Collaboration with Poet/Performer Enrique Aviles. This video has its origins as a part of the “video set” for a performance by Aviles, directed by Davis Chung. In the theatrical piece Aviles played the roles of two immigrants to the US (one Mexican and one Korean) who live on opposite sides of a rooming house in the Adams Morgan neighborhood in DC. Subsequently, Aviles and I decided to create a stand alone video using one of his poems. The original footage of the neighborhood was supplemented with images of graffiti he produced and a shot of him reciting the poem in the backyard of his house in Arlington, VA.
Performance by Carl Stewart. Carl wears a suit made of Camel packs, all of which he smoked. Filmed in the garden at his house in Rye, NY, wearing a pumpkin head which he grew. Inspired by Marlon Brando’s portrayal of the death of Vito Corleone. Dearly loved by me, this video exists somewhere outside of my other artworks and was never publicly exhibited.
""Pulse Generator Pastry" is my first collaboration with my mother, the ceramic artist Betty Woodman. Betty created the shapes which contain the patterns in the video, based on the forms she uses in her work. I used those shapes as stencils into which both the positive and negative spaces were filled with textures, created using a piece of electronic test equipment called a pulse generator. The video was show in the storefont window at Salon 94 Gallery, during Betty’s show there in spring 2016. on Somehow the rapper ASAP Ferg ended up shooting part of his video for "Let It Bang" standing in front of the work.

▶ Task 1
Answer these questions from the video notes:
(a) Who directed the performance by Aviles?
(b) What was Carl Stewart's suit made of?
(c) What piece of electronic test equipment was used to create the textures in "Pulse Generator Pastry"?
▶ Task 2
Copy the video notes from "Collaboration with Poet/Performer" up to and including "in Arlington, VA.", swapping "rooming house" for "boarding house".
▶ Task 3
Extend the video notes by writing what follows their last sentence.

▶ Available data
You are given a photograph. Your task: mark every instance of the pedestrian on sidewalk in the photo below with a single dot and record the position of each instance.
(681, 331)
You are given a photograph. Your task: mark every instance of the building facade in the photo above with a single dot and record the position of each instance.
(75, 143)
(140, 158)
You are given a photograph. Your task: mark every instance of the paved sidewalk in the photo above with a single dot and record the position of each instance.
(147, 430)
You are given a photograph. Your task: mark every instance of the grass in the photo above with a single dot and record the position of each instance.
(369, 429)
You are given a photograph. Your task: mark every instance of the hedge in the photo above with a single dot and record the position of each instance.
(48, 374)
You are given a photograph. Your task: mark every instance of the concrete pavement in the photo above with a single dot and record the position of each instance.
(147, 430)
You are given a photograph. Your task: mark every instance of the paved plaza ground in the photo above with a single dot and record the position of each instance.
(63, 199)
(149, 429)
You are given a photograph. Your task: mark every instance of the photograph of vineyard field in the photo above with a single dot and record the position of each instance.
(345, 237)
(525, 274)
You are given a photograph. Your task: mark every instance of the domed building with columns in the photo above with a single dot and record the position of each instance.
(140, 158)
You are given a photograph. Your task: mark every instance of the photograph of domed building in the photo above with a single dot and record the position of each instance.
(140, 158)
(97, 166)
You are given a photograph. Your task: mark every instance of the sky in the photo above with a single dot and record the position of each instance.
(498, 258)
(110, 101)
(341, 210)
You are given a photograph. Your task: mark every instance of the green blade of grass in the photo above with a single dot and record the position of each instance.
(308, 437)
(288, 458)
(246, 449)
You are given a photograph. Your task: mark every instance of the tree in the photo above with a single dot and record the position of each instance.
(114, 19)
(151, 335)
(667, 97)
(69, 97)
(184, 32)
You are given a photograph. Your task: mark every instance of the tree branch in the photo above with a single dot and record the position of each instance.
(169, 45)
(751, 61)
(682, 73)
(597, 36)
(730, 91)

▶ Task output 1
(a) Davis Chung.
(b) Camel packs, all of which he smoked.
(c) A pulse generator.

▶ Task output 2
Collaboration with Poet/Performer Enrique Aviles. This video has its origins as a part of the “video set” for a performance by Aviles, directed by Davis Chung. In the theatrical piece Aviles played the roles of two immigrants to the US (one Mexican and one Korean) who live on opposite sides of a boarding house in the Adams Morgan neighborhood in DC. Subsequently, Aviles and I decided to create a stand alone video using one of his poems. The original footage of the neighborhood was supplemented with images of graffiti he produced and a shot of him reciting the poem in the backyard of his house in Arlington, VA.

▶ Task output 3
The image was filmed off a decorative plate with a live camera which was being processed dimming, and then coming to brightness then back again. It looks like the hue was off too, giving Jesus a green tint. Produced during a residency at the Experimental TV Center.
An early experiment with time based correction and the ability to mix two tapes together, as well as one of the few projects in which I worked with an online editor who operated the controls at my direction. This tape features two versions of the same image (shot in Santa Fe) slightly staggered in time and then wiped over each other. Edited at Eve Muir studio by Trevor Long. I was paying for the studio time to edit a project for LANL and was able to squeeze extra time in to edit two videos, this one and San Mateo Drive.
Contribution to the "Exquisite Video Corpse" project. The first 8 seconds are the video I was given as a departure point, the remainder is my contribution to the chain. The final 10 seconds were given to the next contributor.
A mostly formal exercise in composition and image processing, using footage of water. Probably the first in a ongoing series of works dealing with landscape, investigating the idea of video as a contemplative viewing experience akin to painting. Filmed in California and Mexico, Developed over the course of two visits to ETC, Final editing at PPG onto 1” open reel tape.
A meditation on the pleasures of observation. Image music and text weave in a multi-layer dance. Images built around a pre-recorded soundtrack.
Text: Jack Kerouac
Music: Michael Fiday
Image: Charles Woodman
Performers: Carla Kihlsteadt, Graeme Jennings (violins)
Narration: Matthias Bassi
A meditation/celebration of the Spaghetti Western and the pornography of violence. An homage to Sergio Leone and Ennio Morricone. Copies of scenes from the original films, rented on VHS, were edited into a compilation reel. That material was processed at ETC, where Scott Davenport also added the text layer. Several versions of that were edited at PPG in an additive process, A+B=1 C+D=2, then 1+2= X, to create a ‘’final” hour-long version. The shorter “ sit down version was then created from that material.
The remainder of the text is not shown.